*Selected text*.
────────────────────────────────────────

Rothkopf's institutional power
meets Shirky's Internet power

Summary: David Rothkopf, a member in good standing of the global elite, concludes that poor and ordinary people need global institutions of their own (in Superclass: The Global Power Elite and the World They Are Making).  But Internet maven Clay Shirky makes the case that our new forms of “social communication” are increasingly enabling us to challenge and improve all institutions (in Here Comes Everybody: The Power of Organizing Without Organizations).  Is there common ground here?

I. Institutional power will carry us through!

For years I’d been waiting for a member of the global elite to tell all – what it’s like at the Davos and Bilderberg conferences, what his or her fellow power-wielders are intent on doing, etc.  There are already plenty of books attacking the global elite, invariably with political axes to grind, but I wanted something more objective and useful.

Now at last we have that book – David Rothkopf’s Superclass: The Global Power Elite and the World They Are Making (Farrar, Straus, 2008) – and the author is as complex and many-sided as I knew he’d have to be.

Rothkopf was managing director of Kissinger Associates, then co-founded a consultancy with Anthony Lake (another former U.S. national security adviser) for what Rothkopf himself calls the “military-industrial complex.”  But he’s also been a trade maven in the Clinton Administration, and he’s worked with Rob Stein at the left-leaning Democracy Alliance.

Rothkopf fondly remembers reading C. Wright Mills’s The Power Elite in his Contemporary Civilization course at Columbia, and that extraordinary book is his model here.  He is less rigorous than sociologist Mills, but he’s a better writer – he started out as a financial journalist – and he tells much better anecdotes.

Mills’s power elite was predominantly American, and its scope was largely national.  Rothkopf’s superclass is literally global.  Its task is to run the world – no one else being in a position to do so – and its 6,000 or so members are increasingly non-American and even non-European (though still overwhelmingly male).

────────────────────────────────────────

*Data records*.

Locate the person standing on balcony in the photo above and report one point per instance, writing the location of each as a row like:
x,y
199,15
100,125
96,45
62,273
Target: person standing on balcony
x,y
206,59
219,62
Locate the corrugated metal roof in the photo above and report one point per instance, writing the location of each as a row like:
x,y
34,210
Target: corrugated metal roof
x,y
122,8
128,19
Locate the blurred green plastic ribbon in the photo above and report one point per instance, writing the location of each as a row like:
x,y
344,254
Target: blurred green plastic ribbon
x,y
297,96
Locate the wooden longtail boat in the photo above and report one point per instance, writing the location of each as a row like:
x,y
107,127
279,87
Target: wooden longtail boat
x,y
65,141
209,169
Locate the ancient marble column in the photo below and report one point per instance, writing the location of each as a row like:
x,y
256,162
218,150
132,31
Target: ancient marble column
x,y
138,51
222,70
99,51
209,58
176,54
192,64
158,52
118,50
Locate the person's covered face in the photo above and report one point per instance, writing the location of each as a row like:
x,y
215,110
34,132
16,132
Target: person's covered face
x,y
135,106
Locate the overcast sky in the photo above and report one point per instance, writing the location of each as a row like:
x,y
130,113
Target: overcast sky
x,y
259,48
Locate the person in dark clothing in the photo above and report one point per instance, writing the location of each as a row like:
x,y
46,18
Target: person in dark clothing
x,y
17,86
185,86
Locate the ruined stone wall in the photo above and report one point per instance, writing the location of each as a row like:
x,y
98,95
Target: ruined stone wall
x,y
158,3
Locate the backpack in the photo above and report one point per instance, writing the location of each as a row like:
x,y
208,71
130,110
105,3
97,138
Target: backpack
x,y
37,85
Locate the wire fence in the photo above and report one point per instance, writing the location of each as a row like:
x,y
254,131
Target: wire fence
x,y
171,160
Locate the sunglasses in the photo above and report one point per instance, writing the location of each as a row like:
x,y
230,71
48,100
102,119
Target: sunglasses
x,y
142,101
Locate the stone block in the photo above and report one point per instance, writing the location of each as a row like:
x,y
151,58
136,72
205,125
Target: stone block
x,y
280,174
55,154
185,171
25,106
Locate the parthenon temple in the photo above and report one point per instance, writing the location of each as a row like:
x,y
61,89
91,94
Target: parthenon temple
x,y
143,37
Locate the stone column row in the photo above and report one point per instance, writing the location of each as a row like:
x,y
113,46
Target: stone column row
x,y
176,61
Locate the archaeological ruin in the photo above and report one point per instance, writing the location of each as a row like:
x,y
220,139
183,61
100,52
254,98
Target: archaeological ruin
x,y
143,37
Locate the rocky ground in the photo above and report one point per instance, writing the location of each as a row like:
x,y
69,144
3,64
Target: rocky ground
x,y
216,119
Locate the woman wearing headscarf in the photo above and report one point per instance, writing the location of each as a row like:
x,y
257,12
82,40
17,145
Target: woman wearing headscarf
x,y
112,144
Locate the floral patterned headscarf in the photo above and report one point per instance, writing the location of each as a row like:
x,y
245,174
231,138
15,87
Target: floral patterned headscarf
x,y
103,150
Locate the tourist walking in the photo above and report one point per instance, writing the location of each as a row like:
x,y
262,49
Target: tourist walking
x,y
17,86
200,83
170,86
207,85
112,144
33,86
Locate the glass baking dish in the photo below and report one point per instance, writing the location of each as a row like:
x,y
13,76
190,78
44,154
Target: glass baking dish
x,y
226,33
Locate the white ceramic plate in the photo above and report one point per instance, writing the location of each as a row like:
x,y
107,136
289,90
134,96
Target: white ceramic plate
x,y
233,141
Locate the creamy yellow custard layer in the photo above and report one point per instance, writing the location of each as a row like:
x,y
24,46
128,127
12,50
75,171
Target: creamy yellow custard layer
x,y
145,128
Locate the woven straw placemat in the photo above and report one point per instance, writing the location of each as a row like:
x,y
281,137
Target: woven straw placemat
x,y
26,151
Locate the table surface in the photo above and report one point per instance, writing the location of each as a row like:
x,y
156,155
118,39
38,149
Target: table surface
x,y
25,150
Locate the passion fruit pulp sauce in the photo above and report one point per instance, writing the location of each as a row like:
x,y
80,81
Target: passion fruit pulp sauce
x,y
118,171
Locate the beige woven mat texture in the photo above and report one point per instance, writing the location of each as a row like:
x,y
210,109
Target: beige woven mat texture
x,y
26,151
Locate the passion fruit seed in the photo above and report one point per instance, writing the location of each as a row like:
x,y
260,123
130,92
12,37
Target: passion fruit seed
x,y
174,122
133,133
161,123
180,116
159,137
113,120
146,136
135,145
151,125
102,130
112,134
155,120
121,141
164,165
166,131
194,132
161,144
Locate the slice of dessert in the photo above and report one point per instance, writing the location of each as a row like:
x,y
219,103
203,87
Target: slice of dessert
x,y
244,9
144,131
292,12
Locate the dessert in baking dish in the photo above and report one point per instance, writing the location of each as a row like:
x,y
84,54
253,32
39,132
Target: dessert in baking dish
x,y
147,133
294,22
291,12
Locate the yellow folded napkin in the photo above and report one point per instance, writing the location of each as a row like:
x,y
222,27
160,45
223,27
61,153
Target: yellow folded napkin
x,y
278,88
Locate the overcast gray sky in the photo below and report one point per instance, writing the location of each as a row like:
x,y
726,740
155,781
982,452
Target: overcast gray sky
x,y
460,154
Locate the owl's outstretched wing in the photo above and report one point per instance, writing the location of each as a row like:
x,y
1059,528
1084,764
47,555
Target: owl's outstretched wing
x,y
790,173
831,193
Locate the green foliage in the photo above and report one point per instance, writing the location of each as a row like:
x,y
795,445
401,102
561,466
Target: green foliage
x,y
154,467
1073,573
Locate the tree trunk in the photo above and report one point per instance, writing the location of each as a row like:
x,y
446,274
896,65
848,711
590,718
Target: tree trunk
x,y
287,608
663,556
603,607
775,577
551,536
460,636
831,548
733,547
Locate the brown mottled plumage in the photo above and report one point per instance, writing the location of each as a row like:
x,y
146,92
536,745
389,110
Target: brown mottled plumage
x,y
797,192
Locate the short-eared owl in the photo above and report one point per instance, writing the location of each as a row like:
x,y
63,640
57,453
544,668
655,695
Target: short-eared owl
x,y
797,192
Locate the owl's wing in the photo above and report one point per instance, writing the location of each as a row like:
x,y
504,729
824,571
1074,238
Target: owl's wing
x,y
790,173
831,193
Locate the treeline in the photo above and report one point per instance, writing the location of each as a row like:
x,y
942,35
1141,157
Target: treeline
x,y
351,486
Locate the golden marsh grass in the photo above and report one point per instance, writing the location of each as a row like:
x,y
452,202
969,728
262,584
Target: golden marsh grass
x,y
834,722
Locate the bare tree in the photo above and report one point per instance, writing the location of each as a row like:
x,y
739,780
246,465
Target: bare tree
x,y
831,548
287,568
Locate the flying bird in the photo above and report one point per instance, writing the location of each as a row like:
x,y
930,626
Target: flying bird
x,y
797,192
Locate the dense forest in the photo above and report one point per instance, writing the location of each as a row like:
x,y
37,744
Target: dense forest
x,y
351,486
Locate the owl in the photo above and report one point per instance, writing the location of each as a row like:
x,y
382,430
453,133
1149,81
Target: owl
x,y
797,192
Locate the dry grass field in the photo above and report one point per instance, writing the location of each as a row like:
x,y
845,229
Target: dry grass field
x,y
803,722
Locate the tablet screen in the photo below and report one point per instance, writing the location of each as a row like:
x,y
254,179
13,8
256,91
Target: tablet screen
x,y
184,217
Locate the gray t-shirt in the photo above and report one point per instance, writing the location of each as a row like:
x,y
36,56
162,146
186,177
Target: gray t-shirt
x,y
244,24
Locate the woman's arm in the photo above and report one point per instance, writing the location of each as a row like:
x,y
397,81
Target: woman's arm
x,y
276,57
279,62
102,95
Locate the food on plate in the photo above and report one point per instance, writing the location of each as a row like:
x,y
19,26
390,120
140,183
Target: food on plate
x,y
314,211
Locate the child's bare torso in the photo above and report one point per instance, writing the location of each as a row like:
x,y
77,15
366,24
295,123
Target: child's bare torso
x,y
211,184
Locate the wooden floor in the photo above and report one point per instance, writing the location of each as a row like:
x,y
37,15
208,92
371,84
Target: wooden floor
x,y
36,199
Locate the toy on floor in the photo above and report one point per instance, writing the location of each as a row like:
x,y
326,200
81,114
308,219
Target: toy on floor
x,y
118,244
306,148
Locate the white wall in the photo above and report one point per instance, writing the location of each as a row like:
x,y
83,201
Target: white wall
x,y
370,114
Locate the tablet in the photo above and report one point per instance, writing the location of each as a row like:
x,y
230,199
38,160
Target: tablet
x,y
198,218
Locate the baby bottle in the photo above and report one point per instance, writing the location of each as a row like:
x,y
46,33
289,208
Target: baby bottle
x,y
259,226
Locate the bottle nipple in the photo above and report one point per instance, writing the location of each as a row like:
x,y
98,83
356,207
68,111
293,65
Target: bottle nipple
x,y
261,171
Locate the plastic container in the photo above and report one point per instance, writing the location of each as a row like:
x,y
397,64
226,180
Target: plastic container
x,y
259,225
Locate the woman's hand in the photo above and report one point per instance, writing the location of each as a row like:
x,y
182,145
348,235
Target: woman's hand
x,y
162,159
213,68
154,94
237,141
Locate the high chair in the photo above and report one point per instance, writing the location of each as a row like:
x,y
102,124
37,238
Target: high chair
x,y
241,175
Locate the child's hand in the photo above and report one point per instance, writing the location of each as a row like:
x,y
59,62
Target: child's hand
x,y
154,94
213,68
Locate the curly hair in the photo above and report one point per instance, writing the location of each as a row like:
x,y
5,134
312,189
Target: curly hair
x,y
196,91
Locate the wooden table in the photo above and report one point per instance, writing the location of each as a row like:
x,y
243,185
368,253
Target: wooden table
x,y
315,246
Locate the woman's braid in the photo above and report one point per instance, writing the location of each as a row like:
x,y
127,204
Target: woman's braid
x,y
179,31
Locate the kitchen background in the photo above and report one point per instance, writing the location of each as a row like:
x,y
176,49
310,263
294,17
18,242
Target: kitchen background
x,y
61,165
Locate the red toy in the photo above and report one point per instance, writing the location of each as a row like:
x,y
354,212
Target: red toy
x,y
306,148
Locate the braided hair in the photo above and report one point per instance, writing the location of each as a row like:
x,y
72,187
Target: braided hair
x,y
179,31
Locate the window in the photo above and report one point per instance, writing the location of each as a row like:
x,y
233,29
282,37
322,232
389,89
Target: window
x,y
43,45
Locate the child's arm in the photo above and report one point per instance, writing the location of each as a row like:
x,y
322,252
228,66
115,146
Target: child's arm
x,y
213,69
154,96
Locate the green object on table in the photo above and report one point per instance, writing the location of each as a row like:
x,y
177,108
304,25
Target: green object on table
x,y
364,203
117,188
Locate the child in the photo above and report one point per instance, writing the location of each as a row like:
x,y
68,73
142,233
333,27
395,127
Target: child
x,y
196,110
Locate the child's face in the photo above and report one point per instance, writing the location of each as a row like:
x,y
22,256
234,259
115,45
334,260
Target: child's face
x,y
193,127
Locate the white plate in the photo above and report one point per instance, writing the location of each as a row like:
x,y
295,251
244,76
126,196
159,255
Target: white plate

────────────────────────────────────────

*Goal*. Print the full piece on Rothkopf's institutional power and Shirky's Internet power, word for word, from its title to its last sentence.

*Solution for this task*.
Rothkopf's institutional power
meets Shirky's Internet power

Summary: David Rothkopf, a member in good standing of the global elite, concludes that poor and ordinary people need global institutions of their own (in Superclass: The Global Power Elite and the World They Are Making).  But Internet maven Clay Shirky makes the case that our new forms of “social communication” are increasingly enabling us to challenge and improve all institutions (in Here Comes Everybody: The Power of Organizing Without Organizations).  Is there common ground here?

I. Institutional power will carry us through!

For years I’d been waiting for a member of the global elite to tell all – what it’s like at the Davos and Bilderberg conferences, what his or her fellow power-wielders are intent on doing, etc.  There are already plenty of books attacking the global elite, invariably with political axes to grind, but I wanted something more objective and useful.

Now at last we have that book – David Rothkopf’s Superclass: The Global Power Elite and the World They Are Making (Farrar, Straus, 2008) – and the author is as complex and many-sided as I knew he’d have to be.

Rothkopf was managing director of Kissinger Associates, then co-founded a consultancy with Anthony Lake (another former U.S. national security adviser) for what Rothkopf himself calls the “military-industrial complex.”  But he’s also been a trade maven in the Clinton Administration, and he’s worked with Rob Stein at the left-leaning Democracy Alliance.

Rothkopf fondly remembers reading C. Wright Mills’s The Power Elite in his Contemporary Civilization course at Columbia, and that extraordinary book is his model here.  He is less rigorous than sociologist Mills, but he’s a better writer – he started out as a financial journalist – and he tells much better anecdotes.

Mills’s power elite was predominantly American, and its scope was largely national.  Rothkopf’s superclass is literally global.  Its task is to run the world – no one else being in a position to do so – and its 6,000 or so members are increasingly non-American and even non-European (though still overwhelmingly male).